Task directions: What is the number of lines in the data that include the string "giving"? Give it by itself.

Provided entries:
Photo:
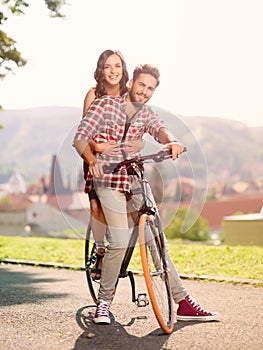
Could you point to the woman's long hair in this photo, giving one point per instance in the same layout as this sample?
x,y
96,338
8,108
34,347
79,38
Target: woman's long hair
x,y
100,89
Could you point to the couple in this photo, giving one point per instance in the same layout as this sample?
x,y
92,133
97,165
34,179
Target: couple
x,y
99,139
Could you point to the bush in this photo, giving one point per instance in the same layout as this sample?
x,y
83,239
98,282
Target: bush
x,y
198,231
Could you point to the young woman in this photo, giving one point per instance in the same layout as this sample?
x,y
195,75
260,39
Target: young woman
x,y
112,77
--
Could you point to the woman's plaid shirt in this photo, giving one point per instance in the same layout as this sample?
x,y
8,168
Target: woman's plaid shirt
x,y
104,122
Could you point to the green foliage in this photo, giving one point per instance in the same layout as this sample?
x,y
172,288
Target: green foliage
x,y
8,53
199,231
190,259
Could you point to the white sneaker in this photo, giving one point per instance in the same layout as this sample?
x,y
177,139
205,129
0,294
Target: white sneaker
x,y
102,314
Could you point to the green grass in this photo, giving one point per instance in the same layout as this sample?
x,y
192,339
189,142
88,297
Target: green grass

The answer: 8